START MATERIAL PROVIDED
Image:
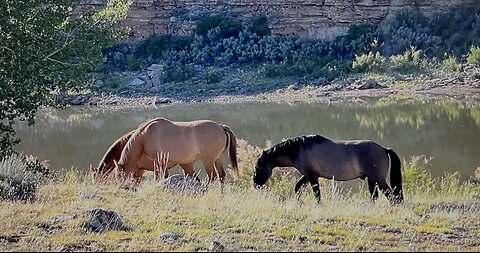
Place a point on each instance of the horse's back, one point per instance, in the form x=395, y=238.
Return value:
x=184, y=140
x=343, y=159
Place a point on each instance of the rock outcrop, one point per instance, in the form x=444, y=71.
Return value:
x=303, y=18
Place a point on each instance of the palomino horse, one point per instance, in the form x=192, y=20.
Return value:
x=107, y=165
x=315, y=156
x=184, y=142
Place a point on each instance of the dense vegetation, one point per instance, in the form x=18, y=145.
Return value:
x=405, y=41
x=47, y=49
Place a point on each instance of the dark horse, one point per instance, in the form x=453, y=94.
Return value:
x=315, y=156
END MATERIAL PROVIDED
### WHAT IS EXPECTED
Reproduce every line in the data that has the word "horse" in it.

### REPLY
Place a point on each instance of the horse's back, one point per instance, in the form x=395, y=238.
Place a point on each instance of the palomino horse, one point per instance, in the form x=192, y=20.
Place a point on each instance of the dark horse, one point per instance, in the form x=453, y=94.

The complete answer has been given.